> _SUPPLIED PASSAGE_:
AI reading of H&E slides is often biased by linked biomarkers, grade and mutation burden
Mar 3rd 2026
A multicohort study of 8,221 cancer patients shows that deep learning models predicting molecular biomarkers from routine H&E whole-slide images frequently learn composite signals tied to other mutations, tumor grade or mutation burden, causing biased subgroup performance and limited generalizability and calling for bias-aware evaluation and causal methods.
- Models can show high overall accuracy but their AUROC often drops substantially within subgroups defined by co-occurring or mutually exclusive biomarkers.
- Interdependencies among biomarkers, histological grade and tumor mutational burden act as confounders that models exploit as proxies for the target biomarker.
- Association patterns between biomarkers and confounders vary across datasets, so external validation can be misleading about real-world generalizability.

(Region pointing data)
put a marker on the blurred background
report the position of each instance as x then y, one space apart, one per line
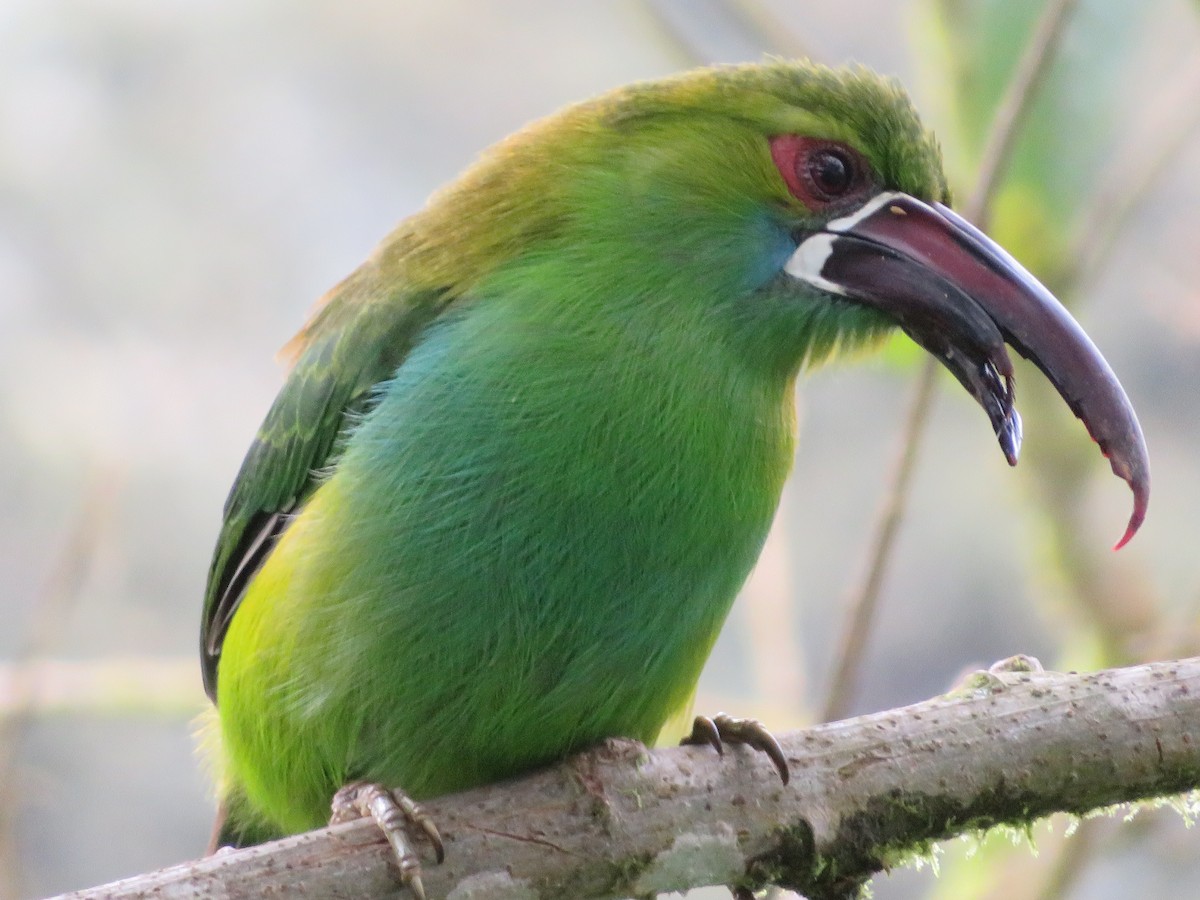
180 180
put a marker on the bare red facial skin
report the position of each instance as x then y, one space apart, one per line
821 173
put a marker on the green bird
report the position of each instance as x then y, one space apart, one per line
528 453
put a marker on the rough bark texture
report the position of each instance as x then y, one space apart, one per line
621 821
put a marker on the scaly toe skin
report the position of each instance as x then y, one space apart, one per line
726 729
391 810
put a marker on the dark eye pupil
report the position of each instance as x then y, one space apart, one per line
831 172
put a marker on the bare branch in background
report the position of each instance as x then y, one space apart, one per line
863 600
51 611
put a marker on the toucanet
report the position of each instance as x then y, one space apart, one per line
529 450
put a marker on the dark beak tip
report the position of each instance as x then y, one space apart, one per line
1140 487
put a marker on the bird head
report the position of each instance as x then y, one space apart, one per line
807 203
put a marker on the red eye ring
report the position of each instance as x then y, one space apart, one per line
817 172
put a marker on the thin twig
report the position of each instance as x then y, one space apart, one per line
863 600
51 611
1133 171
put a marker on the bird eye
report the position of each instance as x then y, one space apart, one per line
817 172
829 172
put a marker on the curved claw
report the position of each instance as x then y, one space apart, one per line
705 731
723 727
391 810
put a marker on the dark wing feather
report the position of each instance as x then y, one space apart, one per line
353 343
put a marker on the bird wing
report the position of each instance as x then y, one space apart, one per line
357 339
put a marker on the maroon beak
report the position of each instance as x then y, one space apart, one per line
961 297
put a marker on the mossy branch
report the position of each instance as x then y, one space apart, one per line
1008 747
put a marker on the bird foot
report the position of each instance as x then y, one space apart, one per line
391 810
724 729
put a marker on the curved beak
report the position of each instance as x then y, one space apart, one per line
961 297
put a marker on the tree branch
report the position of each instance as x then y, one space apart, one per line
1008 747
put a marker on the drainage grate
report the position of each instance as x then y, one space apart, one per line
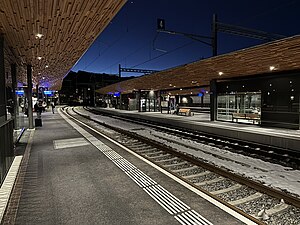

> _REQUIRED TASKS_:
**1.** List the factors that the article on AI reading of H&E slides says the models' composite signals are tied to.
**2.** According to the article on AI reading of H&E slides, are these statements correct? Answer yes or no for each, and quote the words of the article that decide it.
(a) The study drew on 8,221 cancer patients.
(b) External validation reliably shows how well the models generalize in the real world.
(c) Models with high overall accuracy keep the same AUROC within subgroups.
**3.** Continue the article on AI reading of H&E slides from its last sentence.

> _ANSWERS GIVEN_:
**1.**
- Other mutations
- Tumor grade
- Mutation burden

**2.**
(a) Yes: "A multicohort study of 8,221 cancer patients"
(b) No: "external validation can be misleading about real-world generalizability"
(c) No: "their AUROC often drops substantially within subgroups defined by co-occurring or mutually exclusive biomarkers"

**3.**
- For several targets a simple classifier based on pathologist grade approaches the performance of deep learning models, limiting their added clinical value.
- The authors propose bias-aware evaluation using stratified metrics, permutation testing and comparisons with clinical baselines to detect reliance on confounders.
- Until dependency-aware, causal approaches and richer datasets are developed, WSI-based predictors are best used for triage, screening or research support rather than replacing molecular tests.